▶ READING TEXT:

==================================================

No. 52 – Las Vegas Raiders
- Position: Defensive end
- Roster status: Practice squad

Personal information
- Born: June 16, 2000 (age 26) Austell, Georgia, U.S.
- Listed height: 6 ft 3 in (1.91 m)
- Listed weight: 240 lb (109 kg)

Career information
- High school: Marietta (Marietta, Georgia)
- College: Georgia (2018–2020)
- NFL draft: 2021: 2nd round, 50th overall pick

Career history
- New York Giants (2021–2024); Philadelphia Eagles (2025); Atlanta Falcons (2026)*; Las Vegas Raiders (2026–present)*;
- * Offseason or practice squad member only

Awards and highlights
- Second-team All-SEC (2020);

Career NFL statistics as of 2025
- Total tackles: 113
- Sacks: 22
- Forced fumbles: 4
- Fumble recoveries: 3
- Pass deflections: 3
- Stats at Pro Football Reference

= Azeez Ojulari =

American football player (born 2000)

Azeez O. Ojulari (born June 16, 2000) is an American professional football defensive end for the Las Vegas Raiders of the National Football League (NFL). He played college football for the Georgia Bulldogs and was selected by the New York Giants in the second round of the 2021 NFL draft.

==Early life==
Ojulari was born on June 16, 2000, in Austell, Georgia to Nigerian parents, and attended Marietta High School in Marietta, Georgia. As a senior, he had 118 tackles and 11 sacks before suffering a torn ACL. He was selected to the 2018 U.S. Army All-American Bowl. He committed to the University of Georgia to play college football.

==College career==
After recovering from the torn ACL he suffered his senior season of high school, Ojulari played in two games his first year at Georgia in 2018 and took a redshirt. As a redshirt freshman in 2019, he played in all 14 games and made 13 starts. He recorded 36 tackles and 5.5 sacks. Ojulari returned to Georgia in 2020 as a starter. During the 2020 season Ojulari was named second-team All-SEC and was the defensive MVP of the 2021 Peach Bowl.

==================================================

▶ DATASET:
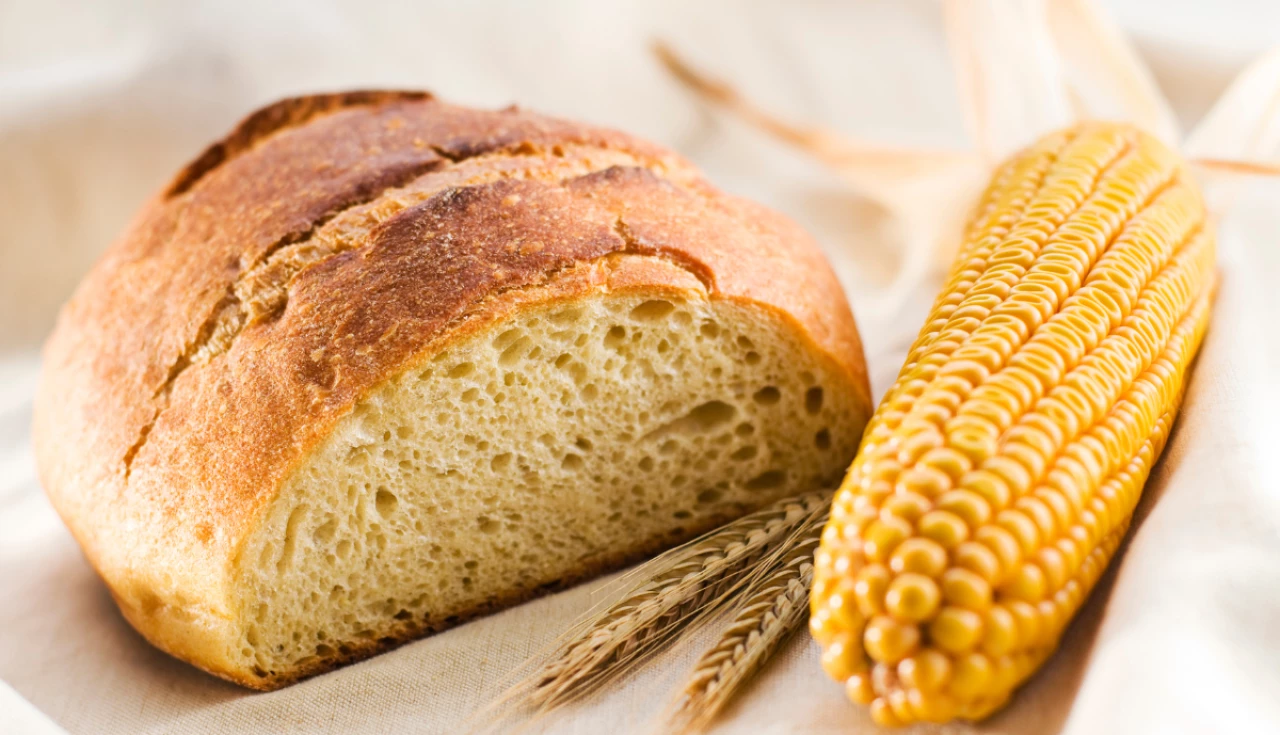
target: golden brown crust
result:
[35,93,870,681]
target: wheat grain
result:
[671,507,828,731]
[499,492,831,712]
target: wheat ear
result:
[669,507,829,732]
[488,492,831,712]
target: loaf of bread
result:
[35,92,870,689]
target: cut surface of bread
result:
[33,92,870,689]
[239,285,861,680]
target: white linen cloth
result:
[0,0,1280,735]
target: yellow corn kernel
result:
[884,574,942,622]
[810,123,1215,725]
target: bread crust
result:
[33,92,870,688]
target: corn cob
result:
[810,123,1215,725]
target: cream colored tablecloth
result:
[0,0,1280,735]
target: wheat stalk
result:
[669,506,829,732]
[488,492,831,713]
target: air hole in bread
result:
[804,385,822,416]
[374,488,399,519]
[631,300,676,321]
[751,385,782,406]
[698,488,724,506]
[746,470,787,490]
[813,429,831,449]
[604,327,627,350]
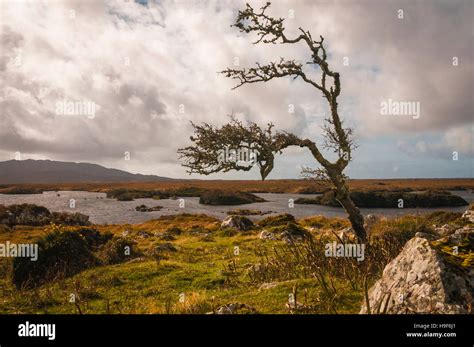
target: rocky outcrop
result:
[207,302,257,314]
[360,234,474,314]
[221,216,254,231]
[199,190,265,205]
[462,206,474,223]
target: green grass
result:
[0,214,472,314]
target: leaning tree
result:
[178,2,367,242]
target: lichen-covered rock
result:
[360,235,474,314]
[221,216,254,231]
[258,230,277,241]
[462,207,474,223]
[207,302,257,314]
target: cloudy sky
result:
[0,0,474,179]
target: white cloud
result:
[0,1,474,177]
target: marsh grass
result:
[0,214,464,314]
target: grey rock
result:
[360,236,474,314]
[221,216,254,231]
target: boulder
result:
[364,214,380,230]
[221,216,254,231]
[208,302,257,314]
[278,223,311,244]
[258,230,277,241]
[360,234,474,314]
[434,224,460,237]
[462,209,474,223]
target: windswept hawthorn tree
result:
[178,2,367,242]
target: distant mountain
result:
[0,159,173,184]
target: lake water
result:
[0,190,474,224]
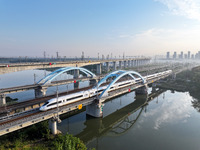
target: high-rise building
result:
[188,51,190,59]
[173,52,177,59]
[166,52,170,59]
[180,52,183,59]
[184,54,188,59]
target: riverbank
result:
[0,121,92,150]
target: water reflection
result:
[144,93,191,130]
[76,96,147,143]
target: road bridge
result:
[0,57,150,74]
[0,64,177,105]
[0,71,171,136]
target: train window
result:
[43,102,49,106]
[119,82,131,86]
[47,102,57,107]
[47,101,62,107]
[67,95,83,101]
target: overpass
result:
[0,61,183,105]
[0,57,150,74]
[0,71,171,136]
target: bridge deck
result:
[0,71,168,136]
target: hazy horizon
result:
[0,0,200,57]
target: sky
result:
[0,0,200,57]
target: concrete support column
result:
[113,61,117,70]
[135,60,138,67]
[49,118,58,135]
[0,94,6,106]
[74,69,79,79]
[128,60,131,68]
[119,61,122,69]
[89,79,97,85]
[131,60,134,67]
[74,69,79,89]
[86,100,103,118]
[97,64,102,75]
[137,60,141,66]
[135,84,148,95]
[35,86,47,98]
[106,62,109,72]
[124,61,127,68]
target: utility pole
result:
[81,52,84,60]
[56,52,59,59]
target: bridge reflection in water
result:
[64,89,165,144]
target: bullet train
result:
[39,70,172,111]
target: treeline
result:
[0,121,90,150]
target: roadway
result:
[0,70,169,136]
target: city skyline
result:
[0,0,200,57]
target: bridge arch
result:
[37,67,96,85]
[97,70,146,99]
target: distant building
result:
[184,54,188,59]
[173,52,177,59]
[166,52,170,59]
[188,51,190,59]
[180,52,183,59]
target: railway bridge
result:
[0,70,172,136]
[0,57,150,74]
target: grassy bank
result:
[0,121,90,150]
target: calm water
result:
[0,70,200,150]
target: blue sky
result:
[0,0,200,57]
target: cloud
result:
[155,0,200,21]
[144,93,192,130]
[132,27,200,55]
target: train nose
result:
[39,106,44,111]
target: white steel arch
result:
[37,67,96,85]
[96,70,146,99]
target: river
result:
[0,70,200,150]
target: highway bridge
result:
[0,70,172,136]
[0,57,150,74]
[0,61,183,105]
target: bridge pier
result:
[86,100,103,118]
[113,61,117,70]
[124,61,126,68]
[35,86,47,98]
[97,64,101,75]
[49,118,58,135]
[0,94,6,106]
[119,61,122,69]
[135,84,148,95]
[131,60,134,67]
[74,69,79,89]
[106,62,110,72]
[128,60,131,68]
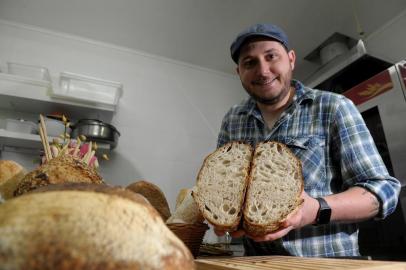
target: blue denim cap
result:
[230,24,289,64]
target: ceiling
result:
[0,0,406,78]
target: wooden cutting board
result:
[195,256,406,270]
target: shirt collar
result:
[240,80,315,115]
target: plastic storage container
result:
[52,72,123,106]
[44,117,70,137]
[7,62,51,83]
[6,119,37,134]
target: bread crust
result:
[0,160,26,200]
[243,141,304,236]
[0,184,194,270]
[14,155,104,196]
[192,141,253,232]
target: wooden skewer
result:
[39,114,52,161]
[82,141,92,164]
[72,137,81,157]
[86,150,95,165]
[39,126,51,161]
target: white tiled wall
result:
[0,21,245,215]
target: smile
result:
[252,76,279,85]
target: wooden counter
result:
[195,256,406,270]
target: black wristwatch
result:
[316,198,331,225]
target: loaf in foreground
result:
[14,155,104,196]
[243,141,303,236]
[192,142,252,231]
[0,185,194,270]
[0,160,26,200]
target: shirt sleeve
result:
[333,97,400,219]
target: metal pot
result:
[71,119,120,149]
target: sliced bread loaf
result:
[192,142,252,231]
[243,141,303,236]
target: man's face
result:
[237,37,295,105]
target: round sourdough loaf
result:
[0,160,26,200]
[14,155,104,196]
[0,184,194,270]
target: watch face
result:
[317,207,331,224]
[316,198,331,224]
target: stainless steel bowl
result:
[71,119,120,149]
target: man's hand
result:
[248,191,319,242]
[214,191,319,242]
[213,228,245,238]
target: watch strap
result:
[316,198,331,225]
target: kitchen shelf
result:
[0,129,111,154]
[0,73,115,122]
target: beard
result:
[242,73,292,105]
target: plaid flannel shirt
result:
[218,80,400,257]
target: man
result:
[215,24,400,257]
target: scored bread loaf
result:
[175,188,192,211]
[243,141,303,236]
[0,160,26,200]
[166,189,204,224]
[192,142,252,231]
[0,183,194,270]
[14,155,104,196]
[126,180,171,221]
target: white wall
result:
[0,21,245,213]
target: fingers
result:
[213,228,226,236]
[230,230,245,238]
[251,226,293,242]
[213,228,245,238]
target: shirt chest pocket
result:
[279,136,329,192]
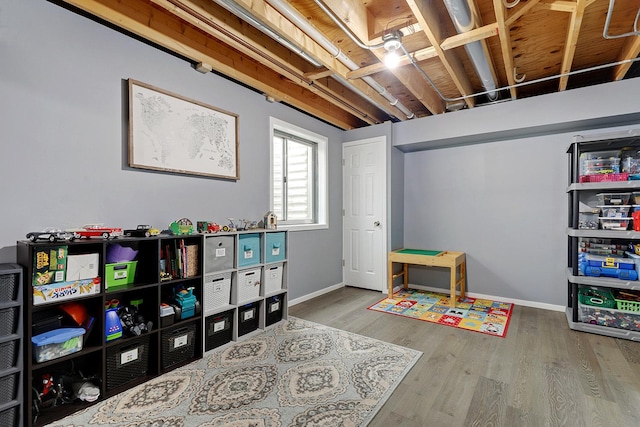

==================================================

▶ COMPLETE THE FOLLOWING:
1/ Decide whether each statement below agrees with the Azeez Ojulari text, and answer yes or no with the deciding words of the text quoted exactly. (a) Ojulari attended Marietta High School in Marietta, Georgia. (b) As a redshirt freshman in 2019, Ojulari started all 14 games. (c) Ojulari was the defensive MVP of the 2021 Peach Bowl.
2/ Pick up the Azeez Ojulari article after its final sentence and carry it on.

▶ RESULTS BY TASK:
1/
(a) Yes: "attended Marietta High School in Marietta, Georgia"
(b) No: "he played in all 14 games and made 13 starts"
(c) Yes: "was the defensive MVP of the 2021 Peach Bowl"

2/
==Professional career==

Pre-draft measurables
| Height | Weight | Arm length | Hand span | Wingspan | 40-yard dash | 10-yard split | 20-yard split | 20-yard shuttle | Three-cone drill | Vertical jump | Broad jump | Bench press |
| 6 ft 2+1⁄4 in (1.89 m) | 249 lb (113 kg) | 34+1⁄2 in (0.88 m) | 10+1⁄2 in (0.27 m) | 6 ft 10+1⁄2 in (2.10 m) | 4.61 s | 1.60 s | 2.70 s | 4.34 s | 7.27 s | 30.0 in (0.76 m) | 10 ft 7 in (3.23 m) | 26 reps |
All values from Pro Day

===New York Giants===
Ojulari was selected by the New York Giants in the second round (50th overall) of the 2021 NFL draft. He signed his four-year rookie contract on May 13, 2021. Ojulari finished the season with 8 sacks which set an all-time Giants record for sacks by a rookie, surpassing B. J. Hill, who recorded 5.5 sacks in 2018.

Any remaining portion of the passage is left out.